Il solfato di rame, per un effetto chimico che qui sarebbe troppo lungo da spiegare, si «lega» a certe sostanze presenti nell'acquario e perciò non «sparisce» dall'acqua. Soltanto dopo un tempo più o meno lungo una buona quantità del solfato di rame somministrato scompare dall'acqua e perciò non può più agire come curativo. D'altra parte, per ottenere un successo nella cura di molte malattie, la

concentrazione del solfato di rame nell'acqua dell'acquario deve rimanere uguale per un tempo prolungato. È buona norma continuare una cura con solfato di rame per almeno 10 o meglio, 15 giorni. Per assicurare che la concentrazione rimanga sempre entro quei limiti che assicurano una efficacia del prodotto dovremo perciò provvedere ad un ridosaggio.

Partendo dal presupposto che la cura avvenga in un acquario arredato normalmente, e cioè con madrepore e sabbia corallina, si deve somministrare dopo il primo dosaggio 1 ml di soluzione curativa per ogni 5 litri d'acqua dell'acquario. Nel caso che questa somministrazione creasse dei disturbi ai pesci (chiaramente visibile dal loro comportamento anomalo) si cambia una parte dell'acqua (circa il 20%) e si continuerà con un ridosaggio blando (per esempio 0,5 ml per ogni 5 litri d'acqua).

◆ Dati da esaminare ◆
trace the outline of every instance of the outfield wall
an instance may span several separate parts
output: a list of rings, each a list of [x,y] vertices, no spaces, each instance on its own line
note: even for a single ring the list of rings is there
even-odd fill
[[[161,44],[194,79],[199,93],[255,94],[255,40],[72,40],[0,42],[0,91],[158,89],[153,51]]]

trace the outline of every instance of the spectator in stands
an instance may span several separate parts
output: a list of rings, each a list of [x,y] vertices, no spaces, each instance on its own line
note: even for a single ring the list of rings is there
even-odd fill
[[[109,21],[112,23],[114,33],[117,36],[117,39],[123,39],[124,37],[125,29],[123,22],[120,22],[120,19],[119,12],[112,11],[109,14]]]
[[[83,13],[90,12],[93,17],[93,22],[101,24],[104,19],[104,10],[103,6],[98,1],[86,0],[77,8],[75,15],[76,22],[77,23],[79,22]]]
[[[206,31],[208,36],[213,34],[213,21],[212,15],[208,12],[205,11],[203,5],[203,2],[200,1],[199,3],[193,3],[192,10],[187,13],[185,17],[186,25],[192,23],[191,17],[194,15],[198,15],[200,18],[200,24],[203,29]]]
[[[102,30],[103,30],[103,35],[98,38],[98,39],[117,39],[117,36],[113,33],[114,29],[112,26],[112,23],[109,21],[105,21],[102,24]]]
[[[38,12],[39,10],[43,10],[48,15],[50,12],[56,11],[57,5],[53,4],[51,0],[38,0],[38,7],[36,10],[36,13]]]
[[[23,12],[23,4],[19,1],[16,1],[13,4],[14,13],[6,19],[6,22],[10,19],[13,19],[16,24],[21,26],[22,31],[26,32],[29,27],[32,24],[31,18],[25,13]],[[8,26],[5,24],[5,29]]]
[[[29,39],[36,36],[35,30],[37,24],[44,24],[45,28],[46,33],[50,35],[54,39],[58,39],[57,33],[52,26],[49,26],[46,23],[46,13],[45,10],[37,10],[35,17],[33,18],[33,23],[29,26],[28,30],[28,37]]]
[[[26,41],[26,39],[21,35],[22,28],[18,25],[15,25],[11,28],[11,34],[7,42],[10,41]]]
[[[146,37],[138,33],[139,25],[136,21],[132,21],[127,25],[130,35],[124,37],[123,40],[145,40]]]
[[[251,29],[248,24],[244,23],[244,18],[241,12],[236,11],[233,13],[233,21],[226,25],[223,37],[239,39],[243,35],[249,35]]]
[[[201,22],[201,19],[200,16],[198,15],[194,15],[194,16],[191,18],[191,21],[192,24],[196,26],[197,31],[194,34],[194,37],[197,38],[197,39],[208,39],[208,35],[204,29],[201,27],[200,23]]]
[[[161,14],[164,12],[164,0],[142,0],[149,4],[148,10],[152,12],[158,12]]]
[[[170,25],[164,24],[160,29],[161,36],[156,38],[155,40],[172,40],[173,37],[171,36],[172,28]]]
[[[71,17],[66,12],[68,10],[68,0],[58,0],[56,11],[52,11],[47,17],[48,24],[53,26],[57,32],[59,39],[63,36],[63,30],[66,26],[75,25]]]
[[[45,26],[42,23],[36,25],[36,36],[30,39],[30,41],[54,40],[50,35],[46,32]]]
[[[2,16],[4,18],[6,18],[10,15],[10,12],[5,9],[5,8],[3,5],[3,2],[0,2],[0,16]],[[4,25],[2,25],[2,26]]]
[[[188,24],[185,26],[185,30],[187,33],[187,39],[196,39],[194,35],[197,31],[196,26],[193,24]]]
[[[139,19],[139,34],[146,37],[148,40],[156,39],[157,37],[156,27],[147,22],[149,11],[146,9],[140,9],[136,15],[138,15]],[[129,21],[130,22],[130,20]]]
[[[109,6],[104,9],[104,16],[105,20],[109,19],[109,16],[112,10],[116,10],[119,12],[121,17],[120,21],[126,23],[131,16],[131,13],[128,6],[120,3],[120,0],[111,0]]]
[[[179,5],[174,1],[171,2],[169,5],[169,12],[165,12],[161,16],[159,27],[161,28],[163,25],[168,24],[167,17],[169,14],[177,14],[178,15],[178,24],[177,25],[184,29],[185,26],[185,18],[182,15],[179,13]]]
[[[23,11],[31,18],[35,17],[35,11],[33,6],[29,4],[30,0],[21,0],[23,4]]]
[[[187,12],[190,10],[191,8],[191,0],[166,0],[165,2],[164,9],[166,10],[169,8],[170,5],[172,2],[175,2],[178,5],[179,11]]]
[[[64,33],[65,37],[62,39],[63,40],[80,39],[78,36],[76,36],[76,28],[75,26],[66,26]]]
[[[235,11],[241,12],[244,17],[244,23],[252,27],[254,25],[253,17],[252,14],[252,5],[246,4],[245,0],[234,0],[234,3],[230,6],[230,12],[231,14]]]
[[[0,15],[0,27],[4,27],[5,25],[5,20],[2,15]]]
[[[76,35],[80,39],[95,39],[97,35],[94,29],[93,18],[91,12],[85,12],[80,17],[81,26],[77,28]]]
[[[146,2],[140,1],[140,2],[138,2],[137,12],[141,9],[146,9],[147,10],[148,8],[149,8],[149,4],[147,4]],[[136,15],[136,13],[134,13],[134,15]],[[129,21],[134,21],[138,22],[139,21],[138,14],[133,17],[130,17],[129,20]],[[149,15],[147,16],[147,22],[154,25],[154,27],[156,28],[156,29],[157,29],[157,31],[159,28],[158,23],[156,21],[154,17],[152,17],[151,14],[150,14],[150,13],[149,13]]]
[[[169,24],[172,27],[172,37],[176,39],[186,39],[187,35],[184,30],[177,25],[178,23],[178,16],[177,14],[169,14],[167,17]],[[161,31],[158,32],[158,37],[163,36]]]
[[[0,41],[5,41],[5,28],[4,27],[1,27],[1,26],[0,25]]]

◆ Compiti richiesti ◆
1 – Traduci in inglese questa frase dell'estratto sul solfato di rame: «È buona norma continuare una cura con solfato di rame per almeno 10 o meglio, 15 giorni.»
2 – Riassumi in due frasi l'estratto sul solfato di rame.
Le righe provengono da un'altra fonte.

◆ Soluzioni dell'esercizio ◆
1 – It is good practice to continue a copper sulfate treatment for at least 10 or, better, 15 days.

2 – Il solfato di rame si lega a certe sostanze presenti nell'acquario e col tempo in buona parte scompare dall'acqua. Poiché per curare molte malattie la sua concentrazione deve restare uguale per almeno 10 o meglio 15 giorni, occorre un ridosaggio, che in un acquario con madrepore e sabbia corallina è di 1 ml di soluzione ogni 5 litri, ridotto a un dosaggio blando dopo un cambio di circa il 20% dell'acqua se i pesci mostrano disturbi.